What needs to be done:
Print exactly the lines from the line with "provide the segmentation of pink" to the last line of the data, please, both included.

[Labeled contour entries]
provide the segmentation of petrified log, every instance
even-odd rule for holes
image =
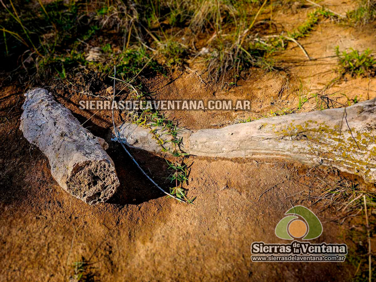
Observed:
[[[346,108],[346,111],[344,108],[331,109],[220,129],[185,130],[181,135],[182,149],[192,155],[210,157],[283,157],[310,165],[333,167],[374,182],[375,114],[374,99]],[[122,139],[129,146],[160,151],[147,128],[124,124],[118,130]],[[157,130],[160,134],[162,133],[161,129]]]
[[[37,88],[25,96],[20,129],[48,158],[59,185],[89,205],[108,200],[120,184],[103,149],[108,144],[84,128],[47,90]]]

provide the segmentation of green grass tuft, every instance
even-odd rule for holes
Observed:
[[[367,49],[363,53],[350,49],[347,53],[340,52],[339,47],[335,48],[335,54],[338,58],[339,67],[338,71],[341,76],[349,74],[352,76],[371,76],[376,75],[376,60]]]

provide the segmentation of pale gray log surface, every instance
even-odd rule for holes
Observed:
[[[186,130],[182,149],[199,156],[282,157],[309,165],[335,167],[360,175],[367,182],[376,182],[376,99],[344,111],[344,108],[330,109],[219,129]],[[149,129],[126,123],[118,129],[129,145],[160,151]]]
[[[84,128],[47,90],[33,89],[25,96],[20,129],[48,158],[54,179],[89,205],[107,200],[120,183],[103,150],[108,147],[106,141]]]

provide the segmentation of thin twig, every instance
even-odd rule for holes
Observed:
[[[116,77],[116,66],[114,66],[114,77],[113,77],[113,78],[114,78],[114,95],[113,95],[113,98],[112,98],[112,103],[113,104],[114,103],[114,102],[115,101],[115,82],[116,81],[116,79],[115,78]],[[128,84],[129,84],[129,83],[130,83],[130,82],[129,83],[128,83]],[[120,132],[119,132],[119,131],[118,131],[118,130],[117,130],[117,129],[116,128],[116,126],[115,125],[115,118],[114,117],[114,107],[112,107],[112,125],[114,126],[114,132],[115,132],[115,135],[116,136],[117,136],[117,138],[118,138],[119,141],[120,141],[120,144],[121,144],[121,146],[123,147],[123,148],[124,149],[124,150],[125,150],[125,152],[128,154],[128,155],[129,156],[129,157],[131,159],[132,159],[132,160],[133,161],[133,162],[135,163],[135,164],[136,165],[136,166],[137,166],[137,167],[138,167],[138,168],[139,168],[139,170],[141,171],[141,172],[142,172],[143,173],[143,174],[144,175],[145,175],[148,179],[149,179],[149,180],[150,180],[150,181],[151,181],[152,183],[153,183],[153,184],[154,185],[155,185],[157,187],[157,188],[158,188],[158,189],[159,189],[159,190],[160,190],[161,191],[162,191],[162,192],[163,192],[166,195],[167,195],[170,196],[170,197],[171,197],[172,198],[173,198],[174,199],[175,199],[176,200],[177,200],[179,202],[182,202],[183,203],[186,203],[186,202],[185,201],[184,201],[184,200],[182,200],[181,199],[179,199],[178,198],[177,198],[177,197],[175,197],[175,196],[173,196],[172,195],[171,195],[171,194],[170,194],[169,193],[168,193],[167,192],[166,192],[163,189],[162,189],[162,188],[161,188],[160,187],[159,187],[159,186],[158,184],[157,184],[154,181],[154,180],[153,180],[149,175],[148,175],[146,174],[146,173],[145,172],[145,171],[144,170],[143,170],[141,168],[141,167],[140,167],[139,166],[139,165],[138,164],[138,163],[137,162],[137,161],[135,159],[135,158],[133,157],[133,156],[130,154],[130,153],[128,151],[128,150],[127,149],[127,148],[126,148],[125,146],[124,146],[124,144],[123,139],[121,139],[121,136],[120,136]]]
[[[314,5],[315,6],[317,6],[317,7],[320,7],[320,8],[324,8],[324,7],[323,6],[322,6],[321,5],[319,5],[317,3],[315,3],[314,2],[313,2],[313,1],[310,1],[310,0],[306,0],[306,1],[307,1],[309,3],[311,3],[312,5]],[[340,14],[336,13],[336,12],[334,12],[334,11],[332,11],[332,10],[329,9],[327,8],[324,8],[324,9],[326,10],[327,10],[328,11],[329,11],[329,12],[333,13],[335,15],[337,15],[338,17],[340,17],[341,18],[346,18],[346,16],[344,16],[343,15],[341,15]]]
[[[365,223],[367,227],[367,236],[368,237],[368,271],[369,282],[371,282],[372,274],[371,269],[371,237],[370,236],[370,226],[368,224],[368,214],[367,213],[367,205],[365,203],[365,195],[363,195],[364,202],[364,212],[365,212]]]

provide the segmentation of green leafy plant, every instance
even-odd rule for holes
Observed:
[[[341,76],[347,74],[352,76],[374,77],[376,73],[376,60],[367,49],[362,53],[350,49],[351,52],[340,52],[339,47],[335,47],[335,54],[338,58],[338,71]]]

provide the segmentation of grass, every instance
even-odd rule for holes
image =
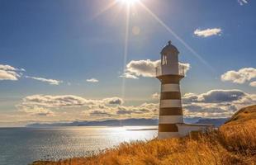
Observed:
[[[256,117],[251,117],[256,114],[256,106],[246,111],[235,114],[219,130],[183,138],[123,143],[90,157],[39,161],[33,165],[256,164]]]

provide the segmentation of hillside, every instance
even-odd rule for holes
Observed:
[[[243,108],[219,130],[187,137],[123,143],[87,158],[33,165],[57,164],[256,164],[256,106]]]

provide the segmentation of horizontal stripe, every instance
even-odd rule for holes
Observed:
[[[179,137],[178,132],[159,132],[159,139]]]
[[[160,100],[160,108],[182,107],[181,100]]]
[[[159,124],[159,132],[178,132],[175,124]]]
[[[180,92],[179,84],[167,83],[162,84],[161,92]]]
[[[183,108],[160,108],[159,116],[183,116]]]
[[[159,124],[183,123],[183,116],[159,116]]]
[[[160,99],[161,100],[169,100],[169,99],[181,100],[181,93],[179,92],[161,92]]]
[[[184,78],[181,75],[162,75],[157,77],[163,84],[168,84],[168,83],[176,83],[179,84],[179,81]]]

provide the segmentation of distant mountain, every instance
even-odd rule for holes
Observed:
[[[211,124],[218,127],[226,118],[206,119],[206,118],[185,118],[186,123]],[[135,125],[157,125],[157,119],[126,119],[126,120],[107,120],[102,121],[73,121],[71,123],[34,123],[27,125],[26,127],[59,127],[59,126],[135,126]]]
[[[220,127],[225,121],[227,121],[229,118],[218,118],[218,119],[199,119],[196,124],[209,124],[213,125],[215,127]]]
[[[135,126],[135,125],[157,125],[156,119],[126,119],[107,120],[103,121],[74,121],[72,123],[35,123],[26,127],[56,127],[56,126]]]

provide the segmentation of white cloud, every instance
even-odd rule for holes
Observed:
[[[121,105],[124,101],[119,97],[105,98],[102,100],[86,99],[82,97],[73,95],[32,95],[23,98],[21,104],[18,107],[74,107],[92,105]]]
[[[19,71],[25,71],[24,68],[15,68],[10,65],[0,64],[0,80],[12,80],[17,81],[21,76],[21,73]]]
[[[239,5],[243,6],[244,4],[248,3],[248,0],[237,0]]]
[[[184,68],[185,73],[190,68],[189,64],[180,63],[179,64]],[[138,79],[140,76],[154,78],[155,77],[155,68],[159,65],[160,65],[160,60],[132,60],[127,64],[126,72],[121,77],[134,79]]]
[[[230,117],[242,107],[254,105],[256,95],[243,91],[211,90],[206,93],[187,93],[183,97],[184,115],[189,117]]]
[[[87,79],[86,80],[87,82],[98,82],[99,81],[94,78],[90,78],[90,79]]]
[[[256,68],[244,68],[239,71],[230,70],[221,75],[222,81],[230,81],[234,83],[244,83],[256,78]]]
[[[37,106],[21,106],[19,111],[26,112],[31,116],[54,116],[55,112]]]
[[[249,83],[250,86],[256,87],[256,81]]]
[[[62,81],[59,80],[55,80],[55,79],[47,79],[44,78],[38,78],[38,77],[31,77],[31,76],[26,76],[26,78],[31,78],[34,80],[40,81],[40,82],[47,82],[50,85],[59,85],[59,83],[62,83]]]
[[[206,29],[206,30],[197,29],[194,31],[194,34],[197,36],[208,37],[211,35],[220,35],[220,32],[221,32],[220,28],[212,28],[212,29]]]

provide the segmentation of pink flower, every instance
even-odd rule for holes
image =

Solution to this exercise:
provide the segmentation of pink flower, every instance
even-odd rule for holes
image =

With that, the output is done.